Supplied material:
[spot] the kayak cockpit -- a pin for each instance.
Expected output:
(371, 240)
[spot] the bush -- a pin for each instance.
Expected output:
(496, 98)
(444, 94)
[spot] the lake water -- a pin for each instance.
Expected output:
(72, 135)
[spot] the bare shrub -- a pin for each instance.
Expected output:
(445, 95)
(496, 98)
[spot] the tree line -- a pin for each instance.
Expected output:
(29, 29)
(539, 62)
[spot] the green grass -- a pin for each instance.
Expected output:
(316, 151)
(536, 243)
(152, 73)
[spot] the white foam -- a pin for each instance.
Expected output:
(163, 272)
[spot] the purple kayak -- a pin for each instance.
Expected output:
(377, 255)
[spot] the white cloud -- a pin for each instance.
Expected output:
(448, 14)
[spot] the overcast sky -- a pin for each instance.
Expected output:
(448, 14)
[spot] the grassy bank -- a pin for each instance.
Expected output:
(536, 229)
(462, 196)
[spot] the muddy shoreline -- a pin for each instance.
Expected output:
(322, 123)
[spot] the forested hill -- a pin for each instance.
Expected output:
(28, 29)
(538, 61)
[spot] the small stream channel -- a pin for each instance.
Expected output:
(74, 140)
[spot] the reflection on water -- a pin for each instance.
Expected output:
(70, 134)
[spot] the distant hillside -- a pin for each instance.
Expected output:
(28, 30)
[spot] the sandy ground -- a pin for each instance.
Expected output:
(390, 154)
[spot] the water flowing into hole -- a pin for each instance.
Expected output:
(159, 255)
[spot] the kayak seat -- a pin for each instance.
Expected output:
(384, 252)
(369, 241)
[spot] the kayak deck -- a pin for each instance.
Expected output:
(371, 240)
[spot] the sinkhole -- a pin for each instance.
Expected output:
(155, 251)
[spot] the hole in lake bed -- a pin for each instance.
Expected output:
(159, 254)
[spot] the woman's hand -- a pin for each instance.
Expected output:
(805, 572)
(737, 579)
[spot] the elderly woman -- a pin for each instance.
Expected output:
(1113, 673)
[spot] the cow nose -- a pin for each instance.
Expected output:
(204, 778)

Work to complete:
Repeat each of the entries above precisely as given.

The result:
[spot] the kayak cockpit -- a pin for each instance.
Expected output:
(371, 240)
[spot] the bush -- a pin for each instance.
Expected output:
(496, 98)
(444, 94)
[spot] the lake water -- a pin for each instance.
Expected output:
(72, 135)
[spot] the bare shrub -- a pin for each instance.
Expected output:
(445, 95)
(496, 98)
[spot] the tree line -- a pin for each instance.
Expected output:
(29, 29)
(539, 62)
[spot] the green grass -- a pin for each instance.
Expected output:
(316, 151)
(536, 243)
(152, 73)
[spot] the white foam -- a pin for each instance.
Expected output:
(163, 272)
[spot] the purple kayak -- a pin for each instance.
Expected output:
(377, 255)
[spot] the white cloud -- a pin for each instance.
Expected output:
(448, 14)
[spot] the overcast sky -- a pin for each instance.
Expected output:
(448, 14)
[spot] the grassy bank -- a pin for each instance.
Expected output:
(536, 229)
(462, 196)
[spot] the muddy shoreline -- a pin for each instance.
Expected output:
(322, 123)
[spot] the forested hill -- a pin for each instance.
Expected output:
(28, 29)
(538, 61)
[spot] the small stream channel -- a pin for each instance.
Expected output:
(74, 140)
[spot] the reflection on water -- a pin for each instance.
Expected output:
(70, 134)
[spot] the distant hillside -- a pin for each instance.
Expected output:
(28, 30)
[spot] the sandy ground -- a pin for each instance.
Expected output:
(390, 154)
[spot] the water flowing into hole -- a pin for each instance.
Expected output:
(159, 255)
[spot] the kayak seat -- a pin for each instance.
Expected output:
(384, 252)
(369, 241)
[spot] the kayak deck -- a pin for each instance.
Expected output:
(371, 240)
[spot] the sinkhole -- a pin for each instance.
Expected output:
(155, 251)
[spot] the hole in lake bed -- a pin for each instance.
Expected output:
(159, 254)
[spot] the woman's hand -- a pin for each instance.
Expected output:
(805, 572)
(737, 579)
[spot] the elderly woman -- a pin for each instance.
Expected output:
(1113, 673)
[spot] the cow nose -- a pin for each instance.
Expected output:
(204, 778)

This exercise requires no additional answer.